List every line below containing "person".

#### Provided data

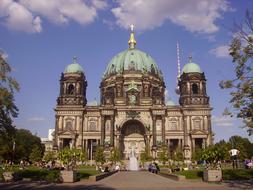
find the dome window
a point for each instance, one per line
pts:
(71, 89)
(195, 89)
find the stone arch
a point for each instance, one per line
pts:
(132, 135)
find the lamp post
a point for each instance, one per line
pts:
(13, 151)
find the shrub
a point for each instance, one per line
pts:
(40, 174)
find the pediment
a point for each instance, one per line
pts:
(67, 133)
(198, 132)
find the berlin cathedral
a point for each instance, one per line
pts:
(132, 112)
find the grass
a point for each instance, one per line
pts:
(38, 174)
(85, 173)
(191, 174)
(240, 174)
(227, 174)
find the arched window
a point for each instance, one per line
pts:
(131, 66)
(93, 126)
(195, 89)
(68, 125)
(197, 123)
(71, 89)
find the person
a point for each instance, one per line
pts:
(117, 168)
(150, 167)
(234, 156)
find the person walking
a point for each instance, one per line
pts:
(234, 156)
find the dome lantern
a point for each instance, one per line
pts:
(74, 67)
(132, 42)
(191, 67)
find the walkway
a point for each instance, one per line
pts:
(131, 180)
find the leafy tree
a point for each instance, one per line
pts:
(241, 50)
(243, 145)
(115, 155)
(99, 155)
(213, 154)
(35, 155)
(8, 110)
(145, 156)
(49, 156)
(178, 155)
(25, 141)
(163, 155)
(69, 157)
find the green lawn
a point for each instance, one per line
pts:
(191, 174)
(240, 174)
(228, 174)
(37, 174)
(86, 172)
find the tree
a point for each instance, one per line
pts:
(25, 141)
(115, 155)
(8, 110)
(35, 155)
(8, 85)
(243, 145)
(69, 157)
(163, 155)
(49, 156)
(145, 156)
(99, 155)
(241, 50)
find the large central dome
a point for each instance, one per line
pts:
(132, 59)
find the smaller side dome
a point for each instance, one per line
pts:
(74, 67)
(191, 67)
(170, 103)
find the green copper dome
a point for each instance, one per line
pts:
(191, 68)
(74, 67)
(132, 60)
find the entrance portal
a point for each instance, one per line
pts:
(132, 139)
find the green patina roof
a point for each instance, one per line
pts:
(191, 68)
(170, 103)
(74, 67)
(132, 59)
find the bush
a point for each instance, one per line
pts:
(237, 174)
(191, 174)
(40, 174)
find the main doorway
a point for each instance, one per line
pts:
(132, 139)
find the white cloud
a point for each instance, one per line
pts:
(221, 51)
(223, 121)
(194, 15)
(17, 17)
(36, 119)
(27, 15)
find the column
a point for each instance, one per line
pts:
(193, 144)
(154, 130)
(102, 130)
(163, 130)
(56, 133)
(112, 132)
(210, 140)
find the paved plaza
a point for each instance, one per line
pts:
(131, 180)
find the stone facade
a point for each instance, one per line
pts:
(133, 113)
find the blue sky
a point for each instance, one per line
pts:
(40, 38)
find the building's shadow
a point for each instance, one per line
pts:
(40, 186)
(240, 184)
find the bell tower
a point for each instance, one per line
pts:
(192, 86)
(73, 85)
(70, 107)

########
#### Provided data

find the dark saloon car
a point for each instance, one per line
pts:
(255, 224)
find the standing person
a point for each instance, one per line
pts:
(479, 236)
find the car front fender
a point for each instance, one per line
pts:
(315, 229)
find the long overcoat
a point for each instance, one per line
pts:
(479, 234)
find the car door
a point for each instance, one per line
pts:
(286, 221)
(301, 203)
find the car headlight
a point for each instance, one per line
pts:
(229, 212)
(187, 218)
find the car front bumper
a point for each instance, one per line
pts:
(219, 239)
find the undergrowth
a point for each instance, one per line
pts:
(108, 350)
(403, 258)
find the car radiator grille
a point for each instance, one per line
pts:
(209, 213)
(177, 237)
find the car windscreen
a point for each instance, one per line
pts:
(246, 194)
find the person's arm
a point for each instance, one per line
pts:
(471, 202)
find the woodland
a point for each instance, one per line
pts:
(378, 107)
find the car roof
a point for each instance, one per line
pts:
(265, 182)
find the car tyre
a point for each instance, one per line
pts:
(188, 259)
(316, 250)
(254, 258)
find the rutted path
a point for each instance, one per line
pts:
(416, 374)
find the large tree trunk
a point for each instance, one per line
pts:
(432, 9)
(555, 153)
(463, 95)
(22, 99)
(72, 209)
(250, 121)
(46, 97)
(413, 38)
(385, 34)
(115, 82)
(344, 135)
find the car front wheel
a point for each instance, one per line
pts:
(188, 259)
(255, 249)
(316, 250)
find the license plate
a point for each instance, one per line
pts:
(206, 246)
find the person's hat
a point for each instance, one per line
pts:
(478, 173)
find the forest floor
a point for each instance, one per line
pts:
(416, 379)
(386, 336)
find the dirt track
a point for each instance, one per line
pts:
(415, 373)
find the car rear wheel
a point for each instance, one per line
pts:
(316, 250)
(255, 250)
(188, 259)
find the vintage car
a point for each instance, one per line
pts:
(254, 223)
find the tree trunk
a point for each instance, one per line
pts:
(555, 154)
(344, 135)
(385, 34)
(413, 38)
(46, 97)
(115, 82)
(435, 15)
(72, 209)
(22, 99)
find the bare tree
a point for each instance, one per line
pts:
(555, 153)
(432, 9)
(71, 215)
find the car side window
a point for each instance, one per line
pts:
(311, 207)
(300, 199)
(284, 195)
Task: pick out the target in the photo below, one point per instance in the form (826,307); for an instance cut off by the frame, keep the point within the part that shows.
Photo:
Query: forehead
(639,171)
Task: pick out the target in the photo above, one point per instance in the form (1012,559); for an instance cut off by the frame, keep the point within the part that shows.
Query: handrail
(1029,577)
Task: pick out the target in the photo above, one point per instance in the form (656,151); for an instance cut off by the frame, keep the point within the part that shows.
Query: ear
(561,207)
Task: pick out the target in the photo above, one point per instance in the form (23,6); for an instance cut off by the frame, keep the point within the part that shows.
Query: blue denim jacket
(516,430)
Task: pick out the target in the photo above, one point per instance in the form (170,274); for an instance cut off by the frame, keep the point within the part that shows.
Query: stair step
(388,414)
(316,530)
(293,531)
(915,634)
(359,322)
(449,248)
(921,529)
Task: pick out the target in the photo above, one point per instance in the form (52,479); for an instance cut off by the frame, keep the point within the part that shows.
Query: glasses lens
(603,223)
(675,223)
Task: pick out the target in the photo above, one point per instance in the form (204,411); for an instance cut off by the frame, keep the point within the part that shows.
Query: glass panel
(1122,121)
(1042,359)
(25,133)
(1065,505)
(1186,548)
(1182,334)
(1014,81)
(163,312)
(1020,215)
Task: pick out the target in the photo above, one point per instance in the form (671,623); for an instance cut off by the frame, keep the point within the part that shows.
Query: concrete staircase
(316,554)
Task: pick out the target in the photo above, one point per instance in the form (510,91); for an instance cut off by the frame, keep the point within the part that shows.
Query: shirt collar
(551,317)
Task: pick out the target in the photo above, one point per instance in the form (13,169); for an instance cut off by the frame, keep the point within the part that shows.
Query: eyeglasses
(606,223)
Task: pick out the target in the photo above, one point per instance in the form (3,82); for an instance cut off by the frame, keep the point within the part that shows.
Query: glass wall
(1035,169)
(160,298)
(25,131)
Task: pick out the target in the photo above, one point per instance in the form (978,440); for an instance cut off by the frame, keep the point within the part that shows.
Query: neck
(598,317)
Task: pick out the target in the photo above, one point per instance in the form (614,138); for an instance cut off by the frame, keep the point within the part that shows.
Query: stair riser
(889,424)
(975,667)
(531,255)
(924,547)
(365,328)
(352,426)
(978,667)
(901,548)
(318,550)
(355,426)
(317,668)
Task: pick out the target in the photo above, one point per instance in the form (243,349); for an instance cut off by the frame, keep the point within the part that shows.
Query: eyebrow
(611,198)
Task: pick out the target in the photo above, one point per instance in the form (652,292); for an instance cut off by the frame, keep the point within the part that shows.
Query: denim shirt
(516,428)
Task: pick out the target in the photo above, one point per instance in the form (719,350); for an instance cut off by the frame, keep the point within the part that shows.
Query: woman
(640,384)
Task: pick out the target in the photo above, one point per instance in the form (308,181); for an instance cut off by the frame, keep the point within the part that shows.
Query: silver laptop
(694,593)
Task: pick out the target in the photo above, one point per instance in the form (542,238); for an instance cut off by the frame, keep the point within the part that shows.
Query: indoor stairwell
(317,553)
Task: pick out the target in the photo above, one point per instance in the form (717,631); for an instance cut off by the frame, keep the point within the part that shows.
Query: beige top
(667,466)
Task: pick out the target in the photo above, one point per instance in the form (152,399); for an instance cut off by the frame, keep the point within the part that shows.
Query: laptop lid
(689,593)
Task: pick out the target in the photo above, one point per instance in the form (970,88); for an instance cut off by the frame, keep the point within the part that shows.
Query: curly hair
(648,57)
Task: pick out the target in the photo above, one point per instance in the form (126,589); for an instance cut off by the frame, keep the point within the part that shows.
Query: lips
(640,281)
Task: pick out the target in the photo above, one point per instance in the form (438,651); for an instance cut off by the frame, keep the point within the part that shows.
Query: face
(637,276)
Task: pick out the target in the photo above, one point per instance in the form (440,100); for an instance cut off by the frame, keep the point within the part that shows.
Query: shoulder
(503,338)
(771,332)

########
#### Provided data

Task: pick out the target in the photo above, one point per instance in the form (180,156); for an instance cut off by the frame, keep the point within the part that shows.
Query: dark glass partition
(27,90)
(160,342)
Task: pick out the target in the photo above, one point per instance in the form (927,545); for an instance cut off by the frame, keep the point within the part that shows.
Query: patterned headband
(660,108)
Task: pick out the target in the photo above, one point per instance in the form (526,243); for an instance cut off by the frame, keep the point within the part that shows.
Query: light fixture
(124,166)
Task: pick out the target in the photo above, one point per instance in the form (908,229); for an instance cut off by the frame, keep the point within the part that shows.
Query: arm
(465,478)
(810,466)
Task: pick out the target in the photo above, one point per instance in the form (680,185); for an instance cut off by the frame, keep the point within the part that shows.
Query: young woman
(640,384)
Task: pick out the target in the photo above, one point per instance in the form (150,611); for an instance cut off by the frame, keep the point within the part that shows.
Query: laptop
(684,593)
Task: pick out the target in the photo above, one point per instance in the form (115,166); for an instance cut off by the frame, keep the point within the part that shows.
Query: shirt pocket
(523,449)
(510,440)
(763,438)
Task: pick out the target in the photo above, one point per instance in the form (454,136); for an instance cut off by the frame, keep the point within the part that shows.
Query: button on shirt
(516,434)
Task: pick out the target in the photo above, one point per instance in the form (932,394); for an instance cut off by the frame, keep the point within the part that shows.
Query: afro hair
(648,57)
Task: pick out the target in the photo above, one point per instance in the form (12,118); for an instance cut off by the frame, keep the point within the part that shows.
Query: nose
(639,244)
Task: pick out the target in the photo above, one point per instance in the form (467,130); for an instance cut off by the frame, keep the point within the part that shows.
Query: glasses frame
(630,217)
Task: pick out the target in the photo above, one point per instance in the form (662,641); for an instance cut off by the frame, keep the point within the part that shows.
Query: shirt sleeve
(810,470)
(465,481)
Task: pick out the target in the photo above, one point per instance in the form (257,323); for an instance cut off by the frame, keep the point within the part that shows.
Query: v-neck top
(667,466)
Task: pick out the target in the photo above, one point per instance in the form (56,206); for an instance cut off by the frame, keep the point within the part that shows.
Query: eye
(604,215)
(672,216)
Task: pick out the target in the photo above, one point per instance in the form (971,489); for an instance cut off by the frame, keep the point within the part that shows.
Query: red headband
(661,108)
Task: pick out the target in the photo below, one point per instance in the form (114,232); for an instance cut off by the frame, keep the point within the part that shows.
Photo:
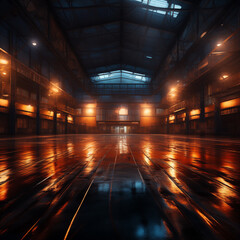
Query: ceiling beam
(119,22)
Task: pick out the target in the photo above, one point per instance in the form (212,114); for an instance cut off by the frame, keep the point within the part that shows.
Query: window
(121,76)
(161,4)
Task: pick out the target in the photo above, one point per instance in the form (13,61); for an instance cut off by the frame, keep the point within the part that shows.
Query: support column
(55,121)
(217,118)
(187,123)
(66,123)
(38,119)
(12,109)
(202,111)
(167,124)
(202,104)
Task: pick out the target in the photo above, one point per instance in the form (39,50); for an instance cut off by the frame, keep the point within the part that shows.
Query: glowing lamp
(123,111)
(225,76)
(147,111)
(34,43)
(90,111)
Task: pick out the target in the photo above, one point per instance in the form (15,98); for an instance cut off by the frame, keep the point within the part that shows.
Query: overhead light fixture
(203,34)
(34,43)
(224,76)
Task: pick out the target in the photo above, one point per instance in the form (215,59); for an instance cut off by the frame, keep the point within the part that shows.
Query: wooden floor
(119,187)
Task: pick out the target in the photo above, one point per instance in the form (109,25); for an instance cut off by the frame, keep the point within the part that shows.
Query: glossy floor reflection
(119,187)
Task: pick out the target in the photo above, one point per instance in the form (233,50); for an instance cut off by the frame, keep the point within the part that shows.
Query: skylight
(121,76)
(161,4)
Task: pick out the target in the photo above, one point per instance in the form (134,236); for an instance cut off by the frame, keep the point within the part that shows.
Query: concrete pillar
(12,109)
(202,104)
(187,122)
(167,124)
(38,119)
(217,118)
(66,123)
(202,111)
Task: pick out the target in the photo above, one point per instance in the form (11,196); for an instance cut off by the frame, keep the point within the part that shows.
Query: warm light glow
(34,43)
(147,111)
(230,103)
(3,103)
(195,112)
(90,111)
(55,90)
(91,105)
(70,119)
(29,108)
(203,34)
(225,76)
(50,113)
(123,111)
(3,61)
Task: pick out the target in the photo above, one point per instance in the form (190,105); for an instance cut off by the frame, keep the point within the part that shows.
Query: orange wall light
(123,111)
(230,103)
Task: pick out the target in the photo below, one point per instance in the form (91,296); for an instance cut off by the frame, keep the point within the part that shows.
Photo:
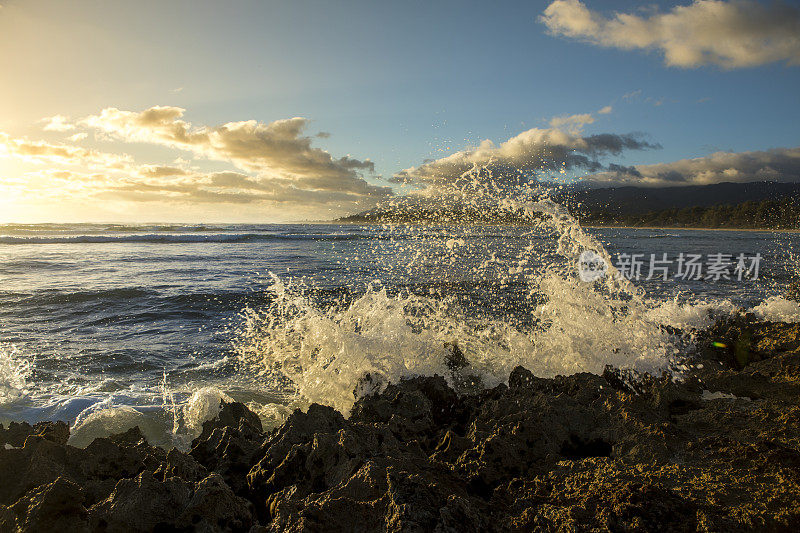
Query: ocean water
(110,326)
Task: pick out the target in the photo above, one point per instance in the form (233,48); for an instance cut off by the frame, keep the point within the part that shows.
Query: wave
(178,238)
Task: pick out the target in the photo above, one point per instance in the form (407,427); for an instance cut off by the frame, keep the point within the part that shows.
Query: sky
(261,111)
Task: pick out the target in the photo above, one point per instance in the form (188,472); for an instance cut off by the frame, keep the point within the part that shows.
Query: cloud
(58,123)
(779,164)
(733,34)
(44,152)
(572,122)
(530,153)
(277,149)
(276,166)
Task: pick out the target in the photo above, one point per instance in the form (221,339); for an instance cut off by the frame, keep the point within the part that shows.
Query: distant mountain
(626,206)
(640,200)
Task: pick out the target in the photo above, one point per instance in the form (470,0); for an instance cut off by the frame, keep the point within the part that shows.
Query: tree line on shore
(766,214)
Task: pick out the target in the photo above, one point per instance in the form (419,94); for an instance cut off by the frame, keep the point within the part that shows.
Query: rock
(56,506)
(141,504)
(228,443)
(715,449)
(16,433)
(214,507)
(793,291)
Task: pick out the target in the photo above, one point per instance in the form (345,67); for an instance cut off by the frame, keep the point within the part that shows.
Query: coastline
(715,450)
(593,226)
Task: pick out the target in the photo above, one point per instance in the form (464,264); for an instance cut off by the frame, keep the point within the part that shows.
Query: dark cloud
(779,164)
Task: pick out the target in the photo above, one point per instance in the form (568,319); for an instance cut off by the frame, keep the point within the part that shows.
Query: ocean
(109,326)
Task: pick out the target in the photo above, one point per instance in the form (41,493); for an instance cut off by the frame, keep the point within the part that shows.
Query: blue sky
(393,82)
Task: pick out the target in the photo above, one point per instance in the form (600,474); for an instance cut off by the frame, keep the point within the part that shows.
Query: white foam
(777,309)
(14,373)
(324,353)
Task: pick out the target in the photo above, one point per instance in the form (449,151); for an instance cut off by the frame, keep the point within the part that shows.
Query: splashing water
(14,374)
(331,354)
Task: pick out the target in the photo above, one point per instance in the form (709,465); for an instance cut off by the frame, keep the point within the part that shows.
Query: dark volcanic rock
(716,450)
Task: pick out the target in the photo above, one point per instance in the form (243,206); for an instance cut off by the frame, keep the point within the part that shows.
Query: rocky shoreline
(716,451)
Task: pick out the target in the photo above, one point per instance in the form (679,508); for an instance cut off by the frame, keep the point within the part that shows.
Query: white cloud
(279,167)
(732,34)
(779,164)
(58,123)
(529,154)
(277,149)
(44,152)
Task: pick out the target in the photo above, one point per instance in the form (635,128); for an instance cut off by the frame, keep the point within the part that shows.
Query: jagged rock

########

Result of the exercise.
find the person
find the person walking
find the standing person
find the person's arm
find the person's hat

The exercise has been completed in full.